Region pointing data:
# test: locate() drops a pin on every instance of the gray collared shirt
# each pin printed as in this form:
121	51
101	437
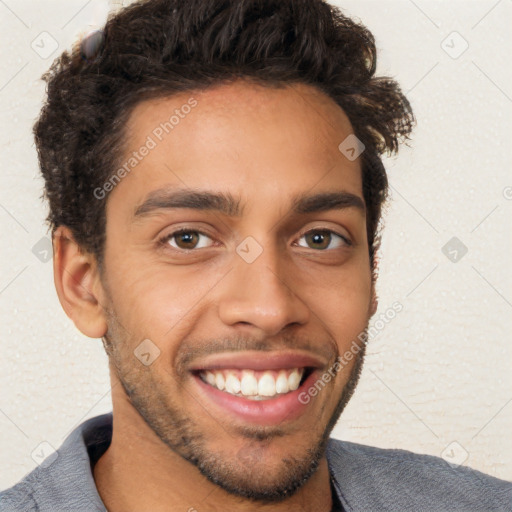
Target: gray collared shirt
365	479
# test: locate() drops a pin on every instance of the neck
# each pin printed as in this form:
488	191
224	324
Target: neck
140	472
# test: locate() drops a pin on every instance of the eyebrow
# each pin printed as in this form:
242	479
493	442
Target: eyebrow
227	204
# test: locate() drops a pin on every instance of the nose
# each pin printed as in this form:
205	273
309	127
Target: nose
263	294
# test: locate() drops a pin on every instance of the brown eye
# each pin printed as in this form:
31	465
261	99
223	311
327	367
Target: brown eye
321	239
187	239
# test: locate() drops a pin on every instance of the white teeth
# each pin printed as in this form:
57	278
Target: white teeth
267	385
232	384
254	385
282	383
294	380
248	384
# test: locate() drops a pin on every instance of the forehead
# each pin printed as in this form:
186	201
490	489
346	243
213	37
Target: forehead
242	136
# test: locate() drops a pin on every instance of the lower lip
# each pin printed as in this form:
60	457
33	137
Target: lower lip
286	407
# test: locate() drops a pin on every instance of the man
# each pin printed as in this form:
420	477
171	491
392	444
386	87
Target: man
215	186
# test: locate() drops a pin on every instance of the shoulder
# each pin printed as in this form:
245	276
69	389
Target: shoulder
63	481
390	479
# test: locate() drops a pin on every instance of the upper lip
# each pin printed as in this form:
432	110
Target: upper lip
258	360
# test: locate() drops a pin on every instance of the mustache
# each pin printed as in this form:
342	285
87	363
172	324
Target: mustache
191	350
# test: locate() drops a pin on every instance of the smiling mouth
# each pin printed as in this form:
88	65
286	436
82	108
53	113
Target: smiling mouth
255	384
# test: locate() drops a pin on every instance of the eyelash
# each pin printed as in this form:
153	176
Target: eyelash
164	241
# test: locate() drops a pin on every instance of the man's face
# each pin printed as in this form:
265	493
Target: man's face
256	299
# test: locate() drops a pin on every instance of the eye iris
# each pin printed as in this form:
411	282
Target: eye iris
317	237
187	237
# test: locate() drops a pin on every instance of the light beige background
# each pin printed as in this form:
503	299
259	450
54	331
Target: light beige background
438	377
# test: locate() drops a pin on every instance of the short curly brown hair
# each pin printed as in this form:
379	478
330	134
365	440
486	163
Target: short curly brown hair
157	48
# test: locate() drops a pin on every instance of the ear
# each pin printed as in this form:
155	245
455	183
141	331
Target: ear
78	284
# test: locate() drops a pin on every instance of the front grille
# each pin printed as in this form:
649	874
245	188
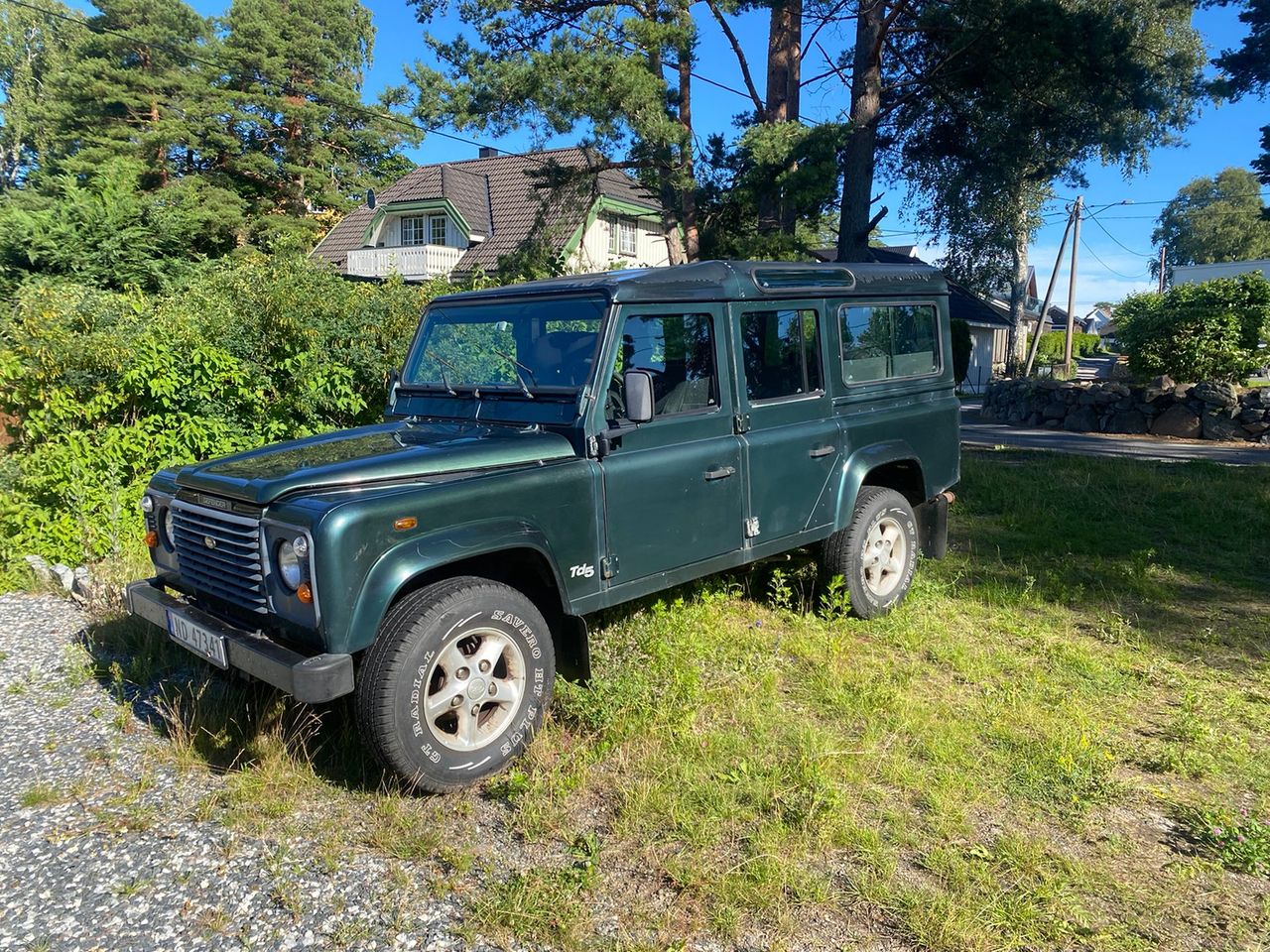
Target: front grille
218	553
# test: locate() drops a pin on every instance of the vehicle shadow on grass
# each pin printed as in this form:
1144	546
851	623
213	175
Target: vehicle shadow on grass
222	721
1182	551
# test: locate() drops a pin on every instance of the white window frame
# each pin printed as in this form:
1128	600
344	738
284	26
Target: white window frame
622	238
413	230
434	221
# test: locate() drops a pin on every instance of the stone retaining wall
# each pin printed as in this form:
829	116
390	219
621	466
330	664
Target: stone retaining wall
1161	408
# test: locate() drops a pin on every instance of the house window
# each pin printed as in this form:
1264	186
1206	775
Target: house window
889	340
412	230
621	236
436	229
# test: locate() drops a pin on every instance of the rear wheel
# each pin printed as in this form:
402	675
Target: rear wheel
875	553
456	683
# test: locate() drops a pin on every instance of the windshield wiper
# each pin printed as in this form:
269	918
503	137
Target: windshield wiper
516	368
445	363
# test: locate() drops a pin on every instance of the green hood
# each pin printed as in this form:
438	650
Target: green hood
394	451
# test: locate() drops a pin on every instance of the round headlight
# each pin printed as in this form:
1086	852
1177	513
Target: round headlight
169	529
289	566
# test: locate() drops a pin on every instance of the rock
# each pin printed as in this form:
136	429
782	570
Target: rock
81	585
64	576
1160	385
1055	411
1178	420
1127	421
1080	420
1222	425
1216	394
41	570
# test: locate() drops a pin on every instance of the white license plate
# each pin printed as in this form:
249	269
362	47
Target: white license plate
199	640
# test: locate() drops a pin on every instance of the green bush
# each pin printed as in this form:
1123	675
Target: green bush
107	388
1197	331
961	347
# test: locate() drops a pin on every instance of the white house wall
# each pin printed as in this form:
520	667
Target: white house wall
593	255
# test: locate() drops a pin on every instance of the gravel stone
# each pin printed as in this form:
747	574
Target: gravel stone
93	860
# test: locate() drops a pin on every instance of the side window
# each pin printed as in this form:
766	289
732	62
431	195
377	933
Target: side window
780	352
680	352
880	341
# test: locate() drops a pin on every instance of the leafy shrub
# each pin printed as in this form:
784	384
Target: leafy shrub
961	347
1197	331
107	388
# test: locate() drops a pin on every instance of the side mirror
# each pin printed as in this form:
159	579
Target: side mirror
638	395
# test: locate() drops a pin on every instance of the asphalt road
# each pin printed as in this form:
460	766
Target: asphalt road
975	433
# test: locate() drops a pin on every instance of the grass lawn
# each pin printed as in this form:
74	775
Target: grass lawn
1060	742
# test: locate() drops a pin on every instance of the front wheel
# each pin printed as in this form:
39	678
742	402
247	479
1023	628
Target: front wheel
456	683
875	553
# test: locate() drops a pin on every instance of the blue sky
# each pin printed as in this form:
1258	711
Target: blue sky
1112	262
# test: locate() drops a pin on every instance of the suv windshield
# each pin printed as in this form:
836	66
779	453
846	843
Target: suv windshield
524	345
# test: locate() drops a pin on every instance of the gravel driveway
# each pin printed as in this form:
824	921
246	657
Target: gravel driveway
100	847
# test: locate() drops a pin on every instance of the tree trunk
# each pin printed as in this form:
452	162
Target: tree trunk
688	173
858	151
784	77
1017	356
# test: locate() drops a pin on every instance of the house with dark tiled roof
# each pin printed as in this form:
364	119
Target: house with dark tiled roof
462	217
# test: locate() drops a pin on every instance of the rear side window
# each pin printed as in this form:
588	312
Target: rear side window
679	349
883	341
780	353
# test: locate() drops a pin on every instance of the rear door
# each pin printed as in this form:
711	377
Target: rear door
674	486
790	439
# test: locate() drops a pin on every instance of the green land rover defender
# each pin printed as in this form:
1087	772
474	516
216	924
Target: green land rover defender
550	449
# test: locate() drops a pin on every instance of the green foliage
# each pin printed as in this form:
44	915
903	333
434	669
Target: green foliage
1213	220
105	231
1239	841
108	388
1197	331
961	347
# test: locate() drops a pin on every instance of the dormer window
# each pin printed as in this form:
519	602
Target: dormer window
423	230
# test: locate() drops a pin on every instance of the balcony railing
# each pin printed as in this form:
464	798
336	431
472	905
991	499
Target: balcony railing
409	262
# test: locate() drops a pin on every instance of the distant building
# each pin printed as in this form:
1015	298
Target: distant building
1197	273
454	218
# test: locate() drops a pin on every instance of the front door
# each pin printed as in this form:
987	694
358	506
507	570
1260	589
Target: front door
790	438
674	488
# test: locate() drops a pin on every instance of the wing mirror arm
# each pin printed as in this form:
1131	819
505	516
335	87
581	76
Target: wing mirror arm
638	397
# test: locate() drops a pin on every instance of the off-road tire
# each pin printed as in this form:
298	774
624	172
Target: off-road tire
412	644
843	552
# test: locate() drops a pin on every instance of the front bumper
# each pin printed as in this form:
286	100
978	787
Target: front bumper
312	679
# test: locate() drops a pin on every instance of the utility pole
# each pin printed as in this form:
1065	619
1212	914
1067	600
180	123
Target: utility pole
1049	296
1071	287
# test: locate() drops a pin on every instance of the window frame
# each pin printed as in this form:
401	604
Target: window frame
432	229
902	302
417	230
716	384
743	379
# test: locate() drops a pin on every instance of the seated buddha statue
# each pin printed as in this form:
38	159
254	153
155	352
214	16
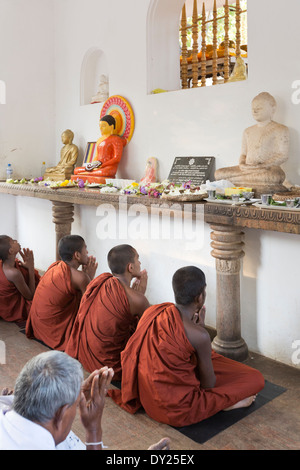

Assignment – The data is to be printed again exactly, but without its pictures.

Response for this exercise –
# test: locate() drops a pin on every instance of the gray collared shirt
# each pin printed as in this form:
121	51
101	437
Target: gray collared shirt
365	479
# test: locate() drops a pin on every instance of the neck
# each pin printed as in this form:
488	191
224	324
Target: neck
140	472
# test: locate() drops a pin on every instance of the eyebrow
# each pin printed as in this form:
242	479
493	442
Target: eyebrow
227	204
# test: locate() drops a pin on every instance of the nose
# each pin printed as in this form:
205	273
309	127
Target: nose
263	294
# test: locate() drops a pin on every instance of the brown eye
# each pin printed as in this form:
31	465
261	99
223	311
327	367
Target: brown eye
321	239
187	239
# test: locate() drops a pin on every instance of the white teeth
# each pin printed as in this form:
57	278
Target: white teeth
267	385
232	384
254	385
282	383
294	380
248	384
# test: locate() drops a pin on every instance of the forehead
# each pin printed as in this form:
186	201
490	489
346	243
213	37
Target: forehead
242	136
# test: locate() drops a pin on every instance of the lower lip
# each pin printed as in this form:
60	457
33	137
Target: lower lip
286	407
# test: locate() drops a pin on every instance of the man
# each pin printed as in this form:
420	477
171	491
392	444
386	87
Target: man
215	186
# test: locate() drops a pin on every instance of the shoulder
# each pin printed as in this form:
245	276
69	389
Target: shoulder
63	481
390	479
# test: locate() drops a pin on every instance of the upper lip
# each pin printed as in this form:
432	110
Target: upper lip
258	360
# test: locate() drops a pin on every instance of the mustache
# each pin printed as in this form:
342	285
87	363
172	324
Target: mustache
191	350
# test: locate() drops a pin on every instance of the smiling mouth
# each pin printed as in this form:
88	65
286	436
82	108
53	113
Target: smiling mouth
255	384
# test: locate() drops a pin on every instance of the eyelash
# each pin printed as in this form:
153	176
Target: eyelash
164	241
# test: locate() drops a pin on every instance of the man's face
# each pin printed as in this form:
265	493
Target: man's face
256	299
# test: locate() drops a pin on every instance of the eye iris
# each pin printed as in this form:
411	282
Target: eye iris
317	237
187	237
# test: locate() drops a pin on every instance of the light beige background
# each pin printed as in this form:
503	299
259	450
54	331
Target: light beige background
438	377
# test: locate() drops a pin on every instance of the short curly brown hair
# each pin printed as in this form:
379	478
330	134
365	440
486	163
Target: short curly brown hair
157	48
# test: locate() drops a pin on every instance of the ear
# each pin printed as in this form:
155	245
455	183
141	331
Target: ear
78	284
# test: locate() drops a pin on every instance of the front grille
# each pin printed as in this form:
649	874
245	188
Target: front grille
218	553
# test: locate() drops a pin on every instance of the vehicle shadow on grass
# each pin printed as in this form:
1144	546
851	623
213	175
Target: vehicle shadow on grass
222	721
1182	551
# test: locate() drops a pin on every instance of the white window frame
# each pin printed as in this form:
1128	600
344	738
284	26
Target: white window frame
622	238
413	230
434	221
# test: locate() drops a pin on every instance of the stone retaining wall
# each pin printed as in this form:
829	116
390	219
621	466
330	664
Target: stone retaining wall
1161	408
# test: locate() drops a pin on every instance of the house window
# each pin printed as in this form:
1264	186
1206	775
Target: house window
889	340
412	230
621	236
436	229
# test: locate() drops a pin on every instance of the rear wheel
# each pin printed as in this form:
402	675
Target: rear wheel
875	553
456	683
# test: locate() drops a pin on every instance of the windshield wiper
# each pin printed as in this form:
269	918
503	137
Target: windshield wiper
516	368
445	363
# test: locate() drops a pin on every instance of the green hood
# each pin printed as in this form:
438	650
Target: green hood
394	451
# test: locate() drops a pin on every instance of the round headlight
# each pin printed as in this form:
1086	852
1177	513
Target: round headlight
169	529
289	566
# test: locate() drops a pin on every instance of the rock
# each pin printed as in this form:
136	429
782	570
Target: rock
81	585
64	576
1160	385
1055	411
1178	420
1127	421
1080	420
1222	425
1216	394
41	570
# test: locate() drops a pin on every instance of the white license plate
# each pin printed as in this form:
249	269
362	47
Target: white license plate
199	640
# test: locate() drops a pin on every instance of the green bush
# each pin printed as in this form:
1123	675
Target: green bush
107	388
1197	331
961	347
# test: locate() drops a pin on every instance of the white house wall
# each pin printed as in this form:
520	667
Target: white house wall
593	255
# test: locate() drops a pin on every instance of the gravel stone
# each pin printed as in this form:
747	574
Target: gravel stone
93	860
# test: locate() drops a pin on every instance of the side window
# each pin printed as in this form:
766	289
732	62
431	195
377	933
Target: side window
780	352
680	352
880	341
# test: locate() drops a pin on every instance of the leafy shrub
# each pin printed as in this form:
784	384
Target: leafy shrub
961	347
1197	331
107	388
# test: locate() drops a pin on every instance of the side mirror
# each pin printed as in this form:
159	579
Target: side mirror
638	395
# test: locate() drops a pin on every instance of the asphalt road
# each pin printed as in this form:
460	766
Target: asphalt road
975	433
# test: locate() drops a pin on every instance of the grass lawn
# each pin printed as in this form:
74	775
Target: grass lawn
1060	742
# test: locate() drops a pin on every instance of the front wheel
# each pin printed as in this form:
39	678
742	402
247	479
1023	628
Target: front wheel
456	683
875	553
# test: locate() drops a pin on every instance of the blue sky
# each pin printed as in this form:
1258	711
Target: blue sky
1112	262
# test: locate() drops a pin on every instance of the suv windshield
# each pin printed as in this form:
836	66
779	453
846	843
Target: suv windshield
524	345
# test: locate() drops a pin on every instance of the gravel driveway
# each pin printed as in this form:
824	921
246	657
Target: gravel driveway
100	847
# test: locate() drops a pin on every instance of the tree trunk
# each pin printed as in this form:
452	162
Target: tree trunk
688	173
858	151
784	77
1017	356
# test: locate() drops a pin on every instance of the house with dark tiled roof
# each pin printed as in this form:
364	119
Target: house with dark tiled roof
462	217
# test: locate() drops a pin on every instance of the rear side window
# each pin printed as in this form:
588	312
Target: rear side window
679	349
883	341
780	353
# test: locate() drops a pin on every instance of the rear door
# each pin printed as in this form:
711	377
Target: rear door
674	486
790	439
# test: locate() drops a pin on every instance of the green land rover defender
# each pin printed as in this form:
1087	772
474	516
216	924
Target: green land rover defender
550	449
# test: locate() drops a pin on every instance of the green foliage
# each pin printed as in this form:
44	915
903	333
434	669
Target: green foliage
1213	220
105	231
1239	841
108	388
1197	331
961	347
# test: locate() drops a pin on every instance of the dormer window
# each pin printed as in this form:
519	602
Target: dormer window
423	230
# test: locate() drops a pin on every instance of the balcony railing
# each pin printed as in this form:
464	798
336	431
472	905
991	499
Target: balcony railing
409	262
# test: locate() drops a pin on every instance of the distant building
# each pin printed as in this form:
1015	298
Target: distant building
1197	273
454	218
# test: locate() drops a pin on every instance of the front door
# each pin printed as in this form:
987	694
358	506
507	570
1260	589
Target: front door
790	438
674	488
# test: locate() drops a pin on every instance of the wing mirror arm
# each pin printed as in this form:
1131	819
505	516
335	87
581	76
Target: wing mirror arm
638	397
# test: locate() drops a pin on every instance of the off-road tire
# each pin printed as in this form:
298	774
624	172
Target: off-road tire
412	644
843	552
# test: locate() drops a pin on every instance of the front bumper
# each pin printed as in this form:
286	100
978	787
Target: front bumper
312	679
# test: locate() drops a pin on every instance of the utility pole
# each pin printed as in this form:
1065	619
1212	914
1067	600
180	123
Target: utility pole
1049	296
1071	287
# test: locate() drops a pin on every instance of the window frame
# each pin printed as in this form:
401	604
Target: window frame
432	229
902	302
417	230
716	384
743	379
# test: locate() drops a pin on every instance of the seated buddha statue
# each pin printed as in this form:
38	159
254	153
155	352
214	16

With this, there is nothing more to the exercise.